SOURCE MATERIAL below:

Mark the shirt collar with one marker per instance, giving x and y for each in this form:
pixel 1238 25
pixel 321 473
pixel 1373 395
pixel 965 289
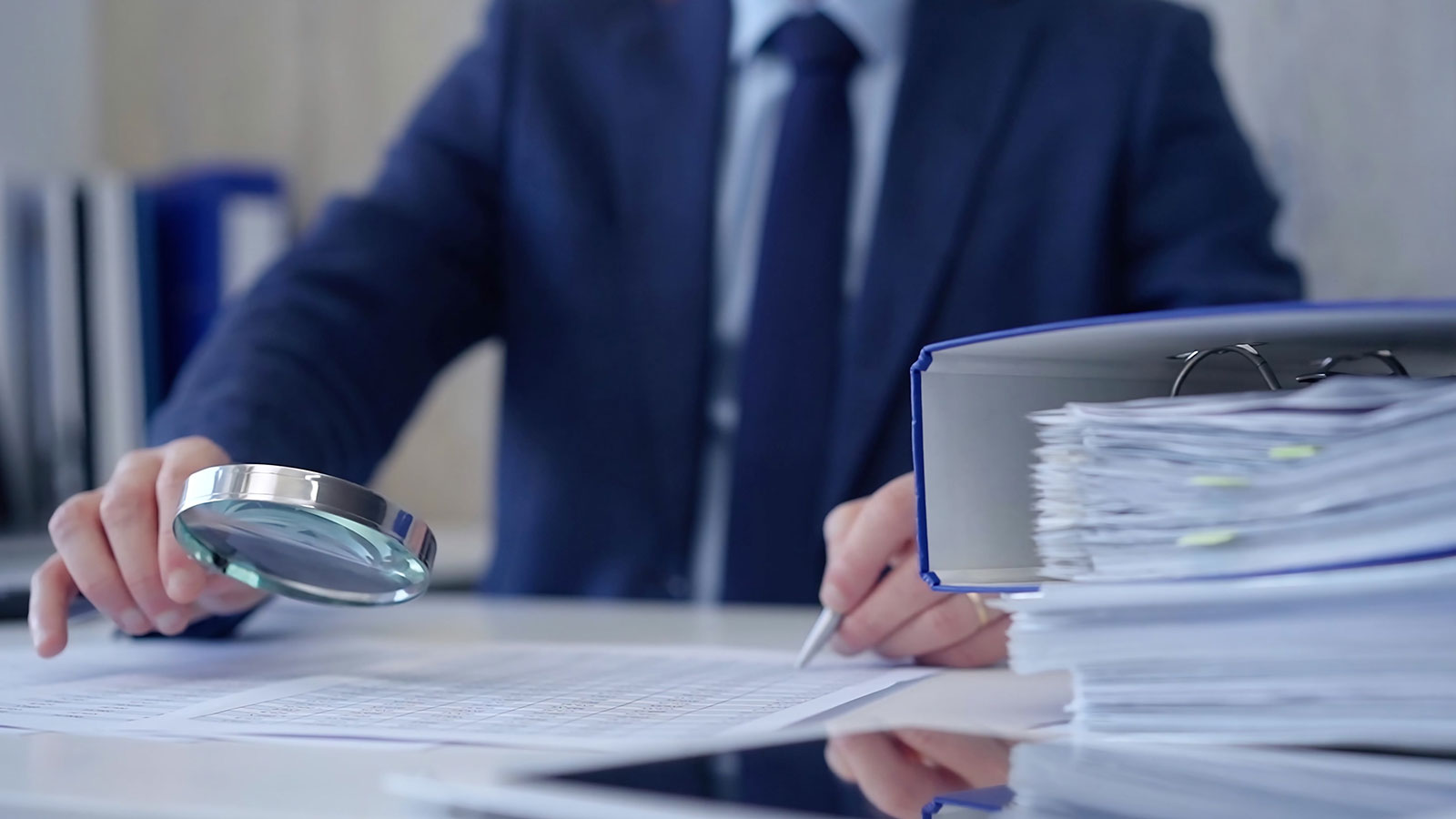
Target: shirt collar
pixel 877 26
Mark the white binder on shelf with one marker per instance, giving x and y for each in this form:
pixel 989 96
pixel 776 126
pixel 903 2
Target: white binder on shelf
pixel 970 398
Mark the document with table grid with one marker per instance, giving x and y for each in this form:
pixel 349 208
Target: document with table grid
pixel 543 695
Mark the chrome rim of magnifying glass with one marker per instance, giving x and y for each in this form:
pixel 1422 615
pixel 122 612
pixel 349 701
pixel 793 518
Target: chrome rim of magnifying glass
pixel 306 491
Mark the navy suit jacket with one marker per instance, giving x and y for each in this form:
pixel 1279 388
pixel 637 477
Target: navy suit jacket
pixel 1050 159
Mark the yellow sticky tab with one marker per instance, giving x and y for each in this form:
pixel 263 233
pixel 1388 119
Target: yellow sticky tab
pixel 1208 538
pixel 1219 481
pixel 1293 452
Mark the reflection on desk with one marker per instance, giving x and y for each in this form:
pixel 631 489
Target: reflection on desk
pixel 909 774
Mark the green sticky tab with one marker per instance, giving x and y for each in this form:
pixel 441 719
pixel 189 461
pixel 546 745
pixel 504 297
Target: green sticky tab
pixel 1210 538
pixel 1293 452
pixel 1219 481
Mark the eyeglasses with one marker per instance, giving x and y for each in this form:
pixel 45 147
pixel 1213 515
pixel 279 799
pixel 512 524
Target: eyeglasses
pixel 1329 368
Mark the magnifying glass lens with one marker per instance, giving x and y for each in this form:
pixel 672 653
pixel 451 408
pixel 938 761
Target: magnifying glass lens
pixel 303 535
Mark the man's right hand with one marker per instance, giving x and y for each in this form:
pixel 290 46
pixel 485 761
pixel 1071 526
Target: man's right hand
pixel 116 547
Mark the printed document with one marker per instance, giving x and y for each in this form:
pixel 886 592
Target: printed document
pixel 543 695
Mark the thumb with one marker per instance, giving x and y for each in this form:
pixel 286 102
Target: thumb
pixel 182 576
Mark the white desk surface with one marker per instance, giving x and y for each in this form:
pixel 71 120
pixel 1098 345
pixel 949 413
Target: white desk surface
pixel 47 775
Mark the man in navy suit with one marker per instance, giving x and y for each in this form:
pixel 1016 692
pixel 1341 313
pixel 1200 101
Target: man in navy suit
pixel 713 237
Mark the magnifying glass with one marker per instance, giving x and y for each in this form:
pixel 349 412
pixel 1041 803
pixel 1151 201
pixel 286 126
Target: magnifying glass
pixel 303 535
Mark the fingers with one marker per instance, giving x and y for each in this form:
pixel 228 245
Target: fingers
pixel 51 595
pixel 979 760
pixel 986 647
pixel 182 576
pixel 128 513
pixel 834 758
pixel 222 595
pixel 950 620
pixel 84 562
pixel 888 775
pixel 892 603
pixel 885 525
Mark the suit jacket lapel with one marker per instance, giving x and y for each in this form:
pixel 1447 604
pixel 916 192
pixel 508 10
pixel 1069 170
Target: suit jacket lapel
pixel 670 60
pixel 960 79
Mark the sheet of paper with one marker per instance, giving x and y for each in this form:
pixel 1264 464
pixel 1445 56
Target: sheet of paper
pixel 108 688
pixel 542 695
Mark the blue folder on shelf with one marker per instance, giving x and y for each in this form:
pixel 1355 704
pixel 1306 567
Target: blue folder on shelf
pixel 970 398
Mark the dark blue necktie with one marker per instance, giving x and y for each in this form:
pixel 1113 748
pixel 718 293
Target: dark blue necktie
pixel 788 360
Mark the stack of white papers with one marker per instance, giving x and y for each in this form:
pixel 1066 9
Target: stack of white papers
pixel 1264 567
pixel 1350 471
pixel 531 695
pixel 1152 782
pixel 1361 658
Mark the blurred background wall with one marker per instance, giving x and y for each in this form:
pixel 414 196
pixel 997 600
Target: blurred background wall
pixel 1351 106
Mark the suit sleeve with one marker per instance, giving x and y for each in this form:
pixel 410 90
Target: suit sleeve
pixel 322 363
pixel 1198 216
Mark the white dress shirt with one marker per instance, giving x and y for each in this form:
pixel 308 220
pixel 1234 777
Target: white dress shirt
pixel 759 84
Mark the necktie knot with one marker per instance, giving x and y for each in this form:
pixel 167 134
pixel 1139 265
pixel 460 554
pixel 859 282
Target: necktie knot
pixel 814 44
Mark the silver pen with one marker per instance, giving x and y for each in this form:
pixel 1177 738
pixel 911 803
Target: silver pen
pixel 824 629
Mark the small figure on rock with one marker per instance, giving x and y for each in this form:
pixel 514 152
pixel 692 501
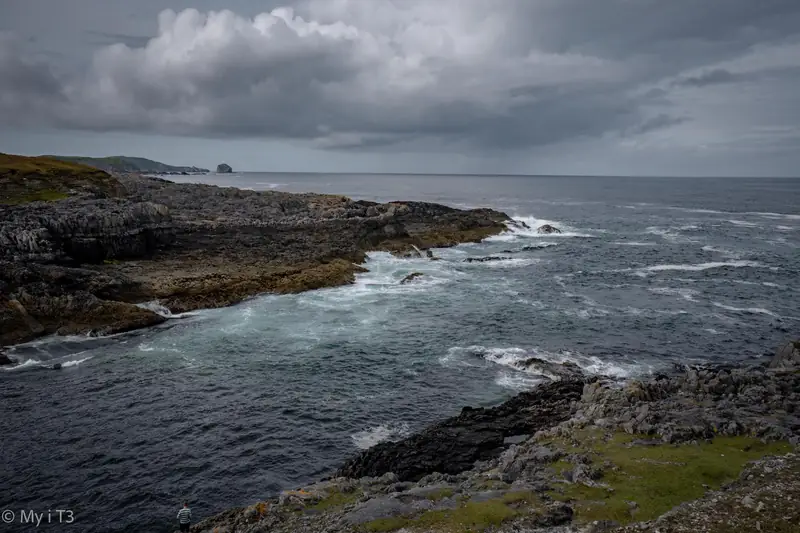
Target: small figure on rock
pixel 547 229
pixel 410 277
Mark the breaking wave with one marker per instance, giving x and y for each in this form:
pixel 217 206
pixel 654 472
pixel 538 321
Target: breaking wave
pixel 375 435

End of SOURCE MATERIAL.

Your copy of the data should match it exactly, apart from the images, which are omitted.

EXERCISE ANSWER:
Mark the shirt collar with one marker per instance, giving x and y for each in this form:
pixel 1238 25
pixel 321 473
pixel 1373 395
pixel 965 289
Target: shirt collar
pixel 877 26
Mark the white binder on shelf with one marker per instance, giving x and y for each in this form:
pixel 989 96
pixel 776 126
pixel 903 2
Target: white binder on shelf
pixel 970 398
Mark the document with table grid with one marker per instance, giving x and y for each in this form:
pixel 349 208
Target: document with table grid
pixel 543 695
Mark the chrome rim of magnifying glass with one marker per instance, giving x and y for each in this form:
pixel 1422 615
pixel 122 612
pixel 349 701
pixel 793 518
Target: chrome rim of magnifying glass
pixel 306 491
Mark the navy suit jacket with one marker per instance, giving x and y for each in this form:
pixel 1279 388
pixel 637 477
Target: navy suit jacket
pixel 1050 159
Mark the yellow sticky tab with one marker per instance, giving x and y for each in this form:
pixel 263 233
pixel 1388 119
Target: yellow sticky tab
pixel 1208 538
pixel 1219 481
pixel 1293 452
Mark the reflection on desk with one marker per instance, giving x and y for each in this form:
pixel 631 489
Target: reflection on desk
pixel 909 774
Mark the green sticky tab with one marker per instance, giving x and y for each in this form:
pixel 441 719
pixel 189 461
pixel 546 745
pixel 504 297
Target: green sticky tab
pixel 1210 538
pixel 1293 452
pixel 1219 481
Mark the eyeglasses with one marker per instance, giving x and y for each in this form:
pixel 45 147
pixel 1213 515
pixel 279 799
pixel 512 524
Target: eyeglasses
pixel 1329 368
Mark the magnifying glass lens with one marker per instance, giving x and y for each in this form:
pixel 672 653
pixel 451 408
pixel 938 761
Target: magnifying glass lens
pixel 303 535
Mark the man's right hand with one marker per instance, giving x and y for each in this form:
pixel 290 46
pixel 485 761
pixel 1071 526
Target: man's right hand
pixel 116 547
Mark the printed document with one marker per instance, giving x and y for each in this form:
pixel 886 592
Target: printed document
pixel 543 695
Mark the thumb with one marker per instance, giving x and y for each in this form:
pixel 286 102
Target: thumb
pixel 182 576
Mark the white desk surface with one marker per instance, giving x and y for each in this form:
pixel 71 120
pixel 1098 345
pixel 949 413
Target: white desk surface
pixel 47 775
Mark the man in navy suit with one marker per instance, giving x and y for each in this form:
pixel 1016 692
pixel 1341 313
pixel 1200 101
Target: man in navy suit
pixel 713 237
Mark the magnifying glass with one marker per instance, giving x and y for each in this form:
pixel 349 412
pixel 1041 803
pixel 1151 201
pixel 286 126
Target: magnifying glass
pixel 303 535
Mark the fingers with one marker per instance, giving x and y for each in this form:
pixel 228 245
Target: fingers
pixel 51 595
pixel 979 760
pixel 986 647
pixel 182 576
pixel 128 513
pixel 834 758
pixel 222 595
pixel 950 620
pixel 84 562
pixel 888 775
pixel 892 603
pixel 885 525
Mark the suit jacket lapel with one marker per instance, giving x and y for each in this form:
pixel 1447 604
pixel 916 192
pixel 508 10
pixel 1069 170
Target: suit jacket lapel
pixel 670 60
pixel 960 79
Mark the sheet of paper with one marker per instance, giving x and y for each in this form:
pixel 1264 464
pixel 1445 56
Target: sheet of paper
pixel 108 688
pixel 542 695
Mark the blue folder on shelf with one marker per instance, giving x and y for each in this form:
pixel 1355 704
pixel 1306 567
Target: blue folder on shelf
pixel 970 398
Mark the dark blue necktie with one marker per instance, giving x and y for each in this form:
pixel 1113 748
pixel 718 293
Target: dark blue necktie
pixel 788 360
Mark the stack of white papers with one marker per instance, giving x and y for each in this form:
pixel 1066 9
Target: stack of white papers
pixel 1264 567
pixel 1350 471
pixel 531 695
pixel 1152 782
pixel 1361 658
Mark the blurred background wall with one marker per instance, giving x and y for each in this form:
pixel 414 196
pixel 997 600
Target: blurred background wall
pixel 1351 106
Mark the suit sleeve with one marker per instance, giving x and y for each in this form:
pixel 410 90
Target: suit sleeve
pixel 322 363
pixel 1198 216
Mark the white dress shirt with one marker per instance, giving x and y for each in this form:
pixel 308 220
pixel 1234 777
Target: white dress shirt
pixel 759 84
Mark the necktie knot with one marker per instance, giving x and y for each in this form:
pixel 167 134
pixel 1139 265
pixel 460 554
pixel 859 282
Target: necktie knot
pixel 814 44
Mark the silver pen with one marker per instance, giving x and y for each in this form:
pixel 1177 738
pixel 911 803
Target: silver pen
pixel 824 629
Mark the small figure on rock with one marker per instance, giving x and y for each in this form:
pixel 514 152
pixel 692 501
Target: small figure on rock
pixel 547 229
pixel 410 277
Mark the breaking wave with one marker per instance, giving x and y for each in this form:
pixel 217 206
pixel 654 472
pixel 538 321
Target: breaking wave
pixel 375 435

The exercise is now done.